> WHAT IS BEING ASKED:
Give every entry again, exactly as it stands.

> GIVEN INFORMATION:
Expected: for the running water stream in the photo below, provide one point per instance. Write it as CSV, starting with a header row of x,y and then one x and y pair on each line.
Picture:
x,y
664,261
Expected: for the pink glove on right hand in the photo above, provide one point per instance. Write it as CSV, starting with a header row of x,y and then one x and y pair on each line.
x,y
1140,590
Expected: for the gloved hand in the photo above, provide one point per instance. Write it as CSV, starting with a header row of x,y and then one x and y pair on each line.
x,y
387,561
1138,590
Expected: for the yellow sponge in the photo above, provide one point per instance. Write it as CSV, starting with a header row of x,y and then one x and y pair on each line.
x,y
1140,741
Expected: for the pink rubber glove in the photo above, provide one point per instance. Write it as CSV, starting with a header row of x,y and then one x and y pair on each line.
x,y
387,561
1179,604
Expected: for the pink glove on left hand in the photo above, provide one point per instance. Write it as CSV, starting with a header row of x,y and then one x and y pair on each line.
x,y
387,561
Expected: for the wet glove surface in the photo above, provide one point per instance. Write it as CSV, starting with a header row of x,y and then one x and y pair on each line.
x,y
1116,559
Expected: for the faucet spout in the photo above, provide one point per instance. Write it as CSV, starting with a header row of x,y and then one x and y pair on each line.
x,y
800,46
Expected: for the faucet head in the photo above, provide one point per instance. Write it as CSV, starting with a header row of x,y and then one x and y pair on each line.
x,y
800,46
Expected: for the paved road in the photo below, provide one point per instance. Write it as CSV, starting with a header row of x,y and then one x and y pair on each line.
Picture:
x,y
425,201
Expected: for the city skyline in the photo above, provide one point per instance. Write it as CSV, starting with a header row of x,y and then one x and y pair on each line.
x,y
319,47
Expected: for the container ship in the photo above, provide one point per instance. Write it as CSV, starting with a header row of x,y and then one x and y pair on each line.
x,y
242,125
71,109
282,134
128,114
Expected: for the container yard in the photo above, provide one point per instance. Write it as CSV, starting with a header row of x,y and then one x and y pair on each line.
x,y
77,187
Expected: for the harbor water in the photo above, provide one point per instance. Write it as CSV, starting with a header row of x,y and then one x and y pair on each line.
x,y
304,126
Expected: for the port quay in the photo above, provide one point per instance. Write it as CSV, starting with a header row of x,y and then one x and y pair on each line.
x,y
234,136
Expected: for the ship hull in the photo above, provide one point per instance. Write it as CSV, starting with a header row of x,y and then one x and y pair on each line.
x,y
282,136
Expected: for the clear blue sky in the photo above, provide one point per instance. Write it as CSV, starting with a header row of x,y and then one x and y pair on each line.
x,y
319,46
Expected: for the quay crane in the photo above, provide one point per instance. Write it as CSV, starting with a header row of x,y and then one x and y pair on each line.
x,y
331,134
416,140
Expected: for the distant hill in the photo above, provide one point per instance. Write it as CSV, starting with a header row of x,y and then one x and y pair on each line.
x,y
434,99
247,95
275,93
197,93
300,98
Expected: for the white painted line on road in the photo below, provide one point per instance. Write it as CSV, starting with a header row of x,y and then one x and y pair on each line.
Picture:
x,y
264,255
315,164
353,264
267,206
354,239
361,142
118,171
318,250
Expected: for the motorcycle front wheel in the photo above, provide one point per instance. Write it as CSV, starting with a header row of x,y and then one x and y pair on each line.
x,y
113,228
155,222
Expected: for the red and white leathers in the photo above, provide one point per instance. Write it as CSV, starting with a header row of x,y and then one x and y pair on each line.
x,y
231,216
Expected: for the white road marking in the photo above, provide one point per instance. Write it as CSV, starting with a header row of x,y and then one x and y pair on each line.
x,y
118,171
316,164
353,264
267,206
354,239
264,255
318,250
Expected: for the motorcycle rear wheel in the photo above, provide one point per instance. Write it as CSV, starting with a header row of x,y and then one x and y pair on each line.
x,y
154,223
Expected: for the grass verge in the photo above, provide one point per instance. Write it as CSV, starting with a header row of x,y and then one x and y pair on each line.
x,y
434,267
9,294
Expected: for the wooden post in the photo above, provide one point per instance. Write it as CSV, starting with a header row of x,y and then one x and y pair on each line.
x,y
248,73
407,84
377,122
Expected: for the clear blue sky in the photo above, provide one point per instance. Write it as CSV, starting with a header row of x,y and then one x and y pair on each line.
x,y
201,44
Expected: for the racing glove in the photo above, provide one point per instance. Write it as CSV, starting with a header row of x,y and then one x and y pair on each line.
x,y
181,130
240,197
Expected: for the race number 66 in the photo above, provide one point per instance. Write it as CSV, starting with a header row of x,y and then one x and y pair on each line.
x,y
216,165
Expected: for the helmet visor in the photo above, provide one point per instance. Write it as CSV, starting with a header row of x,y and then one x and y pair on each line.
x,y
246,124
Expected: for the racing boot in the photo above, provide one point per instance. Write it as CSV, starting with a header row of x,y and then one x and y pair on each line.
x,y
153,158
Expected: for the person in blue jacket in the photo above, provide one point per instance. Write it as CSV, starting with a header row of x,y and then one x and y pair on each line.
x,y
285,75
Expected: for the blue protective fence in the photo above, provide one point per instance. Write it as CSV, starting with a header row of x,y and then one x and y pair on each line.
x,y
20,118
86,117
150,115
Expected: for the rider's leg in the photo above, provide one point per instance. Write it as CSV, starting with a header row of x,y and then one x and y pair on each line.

> RESPONSE BOX:
Expected: for the running water stream in the photo below, provide one point per instance. Write it as CSV, starting with a header row of x,y and then one x and y pair on each line.
Picture:
x,y
664,261
Expected: for the pink glove on right hand in the photo above, provide one point per instance. Write it as CSV, starting with a header row of x,y and then one x and y pair on each line.
x,y
1140,590
Expected: for the gloved hand in the photo above, provide one point per instance. Write it as CSV, starting with a header row of x,y and then one x and y pair on each line.
x,y
387,561
1138,590
Expected: for the yellow sponge in the photo above, provide one point per instance. Write it as CSV, starting with a header row of x,y and then one x and y pair on each line.
x,y
1140,741
Expected: for the pink rubber glove in the photo above, provide one point per instance. Write it as CSV, starting with a header row of x,y and then one x and y pair on each line.
x,y
387,561
1179,604
Expected: for the pink glove on left hand in the photo above, provide one point per instance. Write it as CSV, starting with a header row of x,y and then one x and y pair on each line.
x,y
387,561
Expected: for the wet glove surface in the photo above, provide one point per instance. Write it as CSV, starting with a header row of x,y and then one x and y pair on each line.
x,y
1116,559
Expected: for the faucet spout in the photo above, provide one point per instance. Write it as CSV, starting with a header row of x,y and then one x and y pair on each line.
x,y
800,46
Expected: for the faucet head in the photo above, provide one point per instance. Write it as CSV, starting with a header row of x,y and then one x and y pair on each line.
x,y
800,46
Expected: for the paved road in the photo below, provide one point per instance. Write it as CSV, starting with a header row of x,y and then one x and y pair on each line.
Picture:
x,y
425,201
Expected: for the city skyline in the photo above, provide one point per instance. Write it as CSV, starting with a header row of x,y and then one x and y pair on each line.
x,y
319,47
Expected: for the container ship in the photo above, provide one point per instance. Write it as CSV, starting with a header row of x,y and then one x and y pair on each line.
x,y
242,125
71,109
282,134
128,114
Expected: for the container yard in the photo above, provide one point per instance. Write it as CSV, starting with a header row of x,y and then one x and y pair on each line.
x,y
77,187
Expected: for the harbor water in the photo above, provide one point per instance. Write it as CSV, starting with a header row of x,y and then one x and y pair on each line.
x,y
304,126
Expected: for the port quay in the photo above, provide one point per instance. Write it as CSV, starting with a header row of x,y and then one x and y pair on each line.
x,y
234,136
Expected: for the ship hull in the photo above, provide one point per instance. Write it as CSV, starting with a header row of x,y and then one x and y pair on each line.
x,y
282,136
Expected: for the clear blue sky in the photo above, provide one point per instance. Write it as CSV, starting with a header row of x,y and then one x and y pair on each line.
x,y
319,46
Expected: for the quay crane in the photo above, provide one point per instance. Write it as CSV, starting with a header row of x,y and then one x and y pair on each line.
x,y
331,134
416,140
Expected: for the distant hill in the photo above, provide one point per instance. Write it as CSV, starting with a header row of x,y and then one x and y pair on each line.
x,y
434,99
247,95
275,93
197,93
300,98
Expected: for the white painted line on road in the photo below, provide one point per instance. Write it as CSV, starting with a header row of x,y and then one x and y pair on each line.
Picture:
x,y
264,255
315,164
353,264
267,206
354,239
361,142
118,171
318,250
Expected: for the motorcycle front wheel in the photo above, provide one point per instance. Write it as CSV, starting with a header row of x,y and then one x and y pair on each line.
x,y
113,228
155,222
Expected: for the red and white leathers in the photo above, provide one point per instance. Write it as CSV, starting with a header row of x,y and then one x and y pair on each line.
x,y
231,216
Expected: for the white road marking in the photo above, provide one point per instance. Write it as CSV, starting with a header row of x,y and then one x and y pair on each line.
x,y
118,171
316,164
353,264
267,206
354,239
264,255
318,250
Expected: for the motorcycle rear wheel in the photo above, provide one point per instance. Write it as CSV, starting with a header row of x,y and then one x and y pair on each line.
x,y
154,223
Expected: for the grass verge in the photo above, provide one point per instance. Write it as CSV, starting with a header row of x,y and then one x and y pair on each line.
x,y
434,267
9,294
Expected: for the wooden post in the photo above, provide one point per instance. Write it as CSV, starting with a header row of x,y and then one x and y pair on each line.
x,y
248,73
407,84
377,122
Expected: for the clear blue sky in the photo above, provide one point per instance. Write it as CSV, starting with a header row of x,y and then one x and y pair on each line.
x,y
201,44
Expected: for the racing glove in the photo above, provide one point per instance. Write it as CSV, starting with a header row of x,y and then one x and y pair on each line.
x,y
181,130
240,197
Expected: for the race number 66 in the photo above, provide one point per instance. Write it as CSV, starting with a header row of x,y and then one x and y pair on each line.
x,y
216,165
Expected: for the helmet visor in the photo above, provide one point per instance. Write it as CSV, starting with a header row of x,y and then one x and y pair on each line.
x,y
246,124
Expected: for the racing boot in the photo above, provide one point per instance. Write it as CSV, starting with a header row of x,y and then one x and y pair on each line.
x,y
153,158
Expected: for the person in blue jacket in the photo above, provide one point per instance. Write it as CSV, starting with a header row of x,y and then one x and y pair on each line.
x,y
285,75
Expected: for the blue protective fence in the photo above, provide one point per instance. Write it as CSV, starting with a header row of x,y and then one x and y pair on each line.
x,y
20,118
86,117
150,115
Expected: for the rider's leg in the photo above, provide one point per instance. Write it as CSV, starting with a header row of x,y and then one x and y pair on each line.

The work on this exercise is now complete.